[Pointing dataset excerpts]
------------------------------------
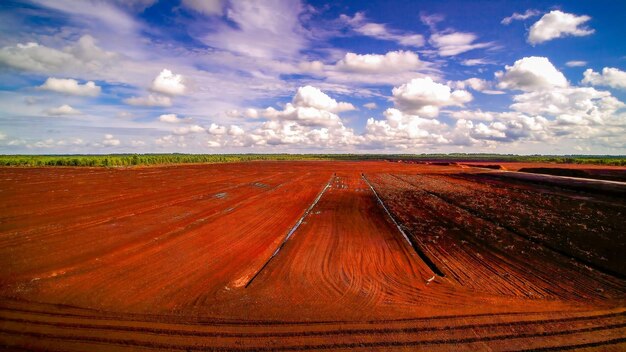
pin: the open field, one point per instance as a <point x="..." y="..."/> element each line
<point x="311" y="255"/>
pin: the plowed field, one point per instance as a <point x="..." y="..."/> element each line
<point x="310" y="256"/>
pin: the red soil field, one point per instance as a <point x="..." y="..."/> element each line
<point x="310" y="256"/>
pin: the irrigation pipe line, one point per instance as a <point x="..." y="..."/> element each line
<point x="431" y="265"/>
<point x="293" y="229"/>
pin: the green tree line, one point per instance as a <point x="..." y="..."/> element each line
<point x="125" y="160"/>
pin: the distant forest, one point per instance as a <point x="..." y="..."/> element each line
<point x="121" y="160"/>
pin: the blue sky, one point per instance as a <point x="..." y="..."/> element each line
<point x="220" y="76"/>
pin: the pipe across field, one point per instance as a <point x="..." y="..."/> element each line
<point x="414" y="245"/>
<point x="293" y="229"/>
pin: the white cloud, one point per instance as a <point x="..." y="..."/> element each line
<point x="235" y="130"/>
<point x="207" y="7"/>
<point x="576" y="63"/>
<point x="557" y="24"/>
<point x="450" y="44"/>
<point x="110" y="141"/>
<point x="531" y="73"/>
<point x="393" y="61"/>
<point x="370" y="106"/>
<point x="168" y="83"/>
<point x="403" y="130"/>
<point x="477" y="84"/>
<point x="62" y="110"/>
<point x="424" y="97"/>
<point x="173" y="118"/>
<point x="312" y="97"/>
<point x="150" y="100"/>
<point x="83" y="56"/>
<point x="189" y="129"/>
<point x="610" y="77"/>
<point x="520" y="16"/>
<point x="476" y="62"/>
<point x="71" y="86"/>
<point x="380" y="31"/>
<point x="587" y="103"/>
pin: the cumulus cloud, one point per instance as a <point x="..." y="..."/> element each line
<point x="83" y="56"/>
<point x="207" y="7"/>
<point x="360" y="25"/>
<point x="520" y="16"/>
<point x="71" y="86"/>
<point x="392" y="61"/>
<point x="477" y="84"/>
<point x="310" y="120"/>
<point x="311" y="97"/>
<point x="576" y="63"/>
<point x="476" y="62"/>
<point x="399" y="129"/>
<point x="173" y="118"/>
<point x="587" y="103"/>
<point x="450" y="44"/>
<point x="393" y="67"/>
<point x="424" y="97"/>
<point x="168" y="83"/>
<point x="610" y="77"/>
<point x="110" y="141"/>
<point x="531" y="73"/>
<point x="370" y="106"/>
<point x="557" y="24"/>
<point x="235" y="130"/>
<point x="62" y="110"/>
<point x="150" y="100"/>
<point x="189" y="129"/>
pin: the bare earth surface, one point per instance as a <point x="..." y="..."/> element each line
<point x="312" y="256"/>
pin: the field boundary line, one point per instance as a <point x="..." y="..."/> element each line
<point x="544" y="244"/>
<point x="431" y="265"/>
<point x="311" y="333"/>
<point x="293" y="229"/>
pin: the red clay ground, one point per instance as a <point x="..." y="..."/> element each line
<point x="213" y="257"/>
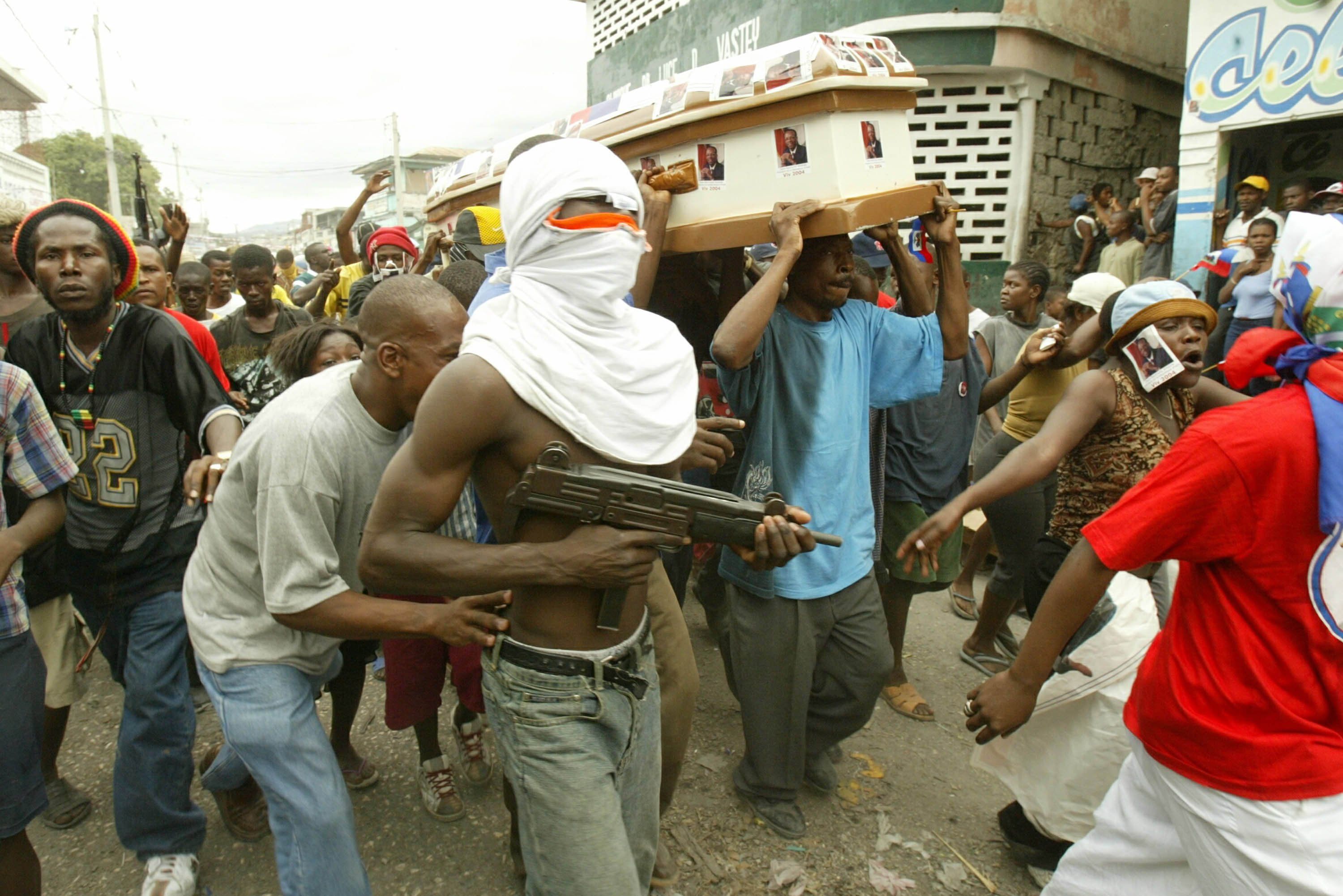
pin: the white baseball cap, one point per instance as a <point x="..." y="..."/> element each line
<point x="1094" y="289"/>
------------------------------------
> **Exercise brief**
Print every line of the listing above exactly as it appears, leaving out the pictures.

> **The result**
pin: the open field, one point per instance as a <point x="..." y="..."/> element each line
<point x="311" y="255"/>
pin: the plowed field, one point per instance as a <point x="..." y="..."/> element each line
<point x="310" y="256"/>
pin: the red soil field, one point per instance as a <point x="..." y="..."/> element each line
<point x="310" y="256"/>
pin: the irrigation pipe line, one point per instance as a <point x="..." y="..."/> element each line
<point x="431" y="265"/>
<point x="293" y="229"/>
pin: the green tree line, one point per instance as a <point x="..." y="..."/> element each line
<point x="125" y="160"/>
pin: the distant forest, one point per instance as a <point x="..." y="..."/> element each line
<point x="121" y="160"/>
pin: the blue sky, one point per instance as a <point x="..." y="..."/> element each line
<point x="220" y="76"/>
pin: the pipe across field, one point per instance as a <point x="..." y="..."/> element each line
<point x="414" y="245"/>
<point x="293" y="229"/>
pin: the white cloud, one point per instance as a <point x="..." y="..."/> element each line
<point x="235" y="130"/>
<point x="207" y="7"/>
<point x="576" y="63"/>
<point x="557" y="24"/>
<point x="450" y="44"/>
<point x="110" y="141"/>
<point x="531" y="73"/>
<point x="393" y="61"/>
<point x="370" y="106"/>
<point x="168" y="83"/>
<point x="403" y="130"/>
<point x="477" y="84"/>
<point x="62" y="110"/>
<point x="424" y="97"/>
<point x="173" y="118"/>
<point x="312" y="97"/>
<point x="150" y="100"/>
<point x="83" y="56"/>
<point x="189" y="129"/>
<point x="610" y="77"/>
<point x="520" y="16"/>
<point x="476" y="62"/>
<point x="71" y="86"/>
<point x="380" y="31"/>
<point x="587" y="103"/>
pin: the cumulus cloud, one point per instance as a <point x="..." y="..."/> element each line
<point x="83" y="56"/>
<point x="207" y="7"/>
<point x="360" y="25"/>
<point x="520" y="16"/>
<point x="71" y="86"/>
<point x="392" y="61"/>
<point x="477" y="84"/>
<point x="310" y="120"/>
<point x="311" y="97"/>
<point x="576" y="63"/>
<point x="476" y="62"/>
<point x="399" y="129"/>
<point x="173" y="118"/>
<point x="587" y="103"/>
<point x="450" y="44"/>
<point x="393" y="67"/>
<point x="424" y="97"/>
<point x="168" y="83"/>
<point x="610" y="77"/>
<point x="110" y="141"/>
<point x="531" y="73"/>
<point x="370" y="106"/>
<point x="557" y="24"/>
<point x="235" y="130"/>
<point x="62" y="110"/>
<point x="150" y="100"/>
<point x="189" y="129"/>
pin: the bare earth surface, one point per instance as a <point x="..." y="..."/> element each line
<point x="312" y="256"/>
pin: the field boundary line, one point per instance as a <point x="..." y="..."/> element each line
<point x="544" y="244"/>
<point x="431" y="265"/>
<point x="311" y="333"/>
<point x="293" y="229"/>
pin: the red clay ground, one point per instance as a <point x="..." y="..."/> element each line
<point x="213" y="257"/>
pin: the white baseball cap, one point per instance as a <point x="..." y="..."/> element each line
<point x="1094" y="289"/>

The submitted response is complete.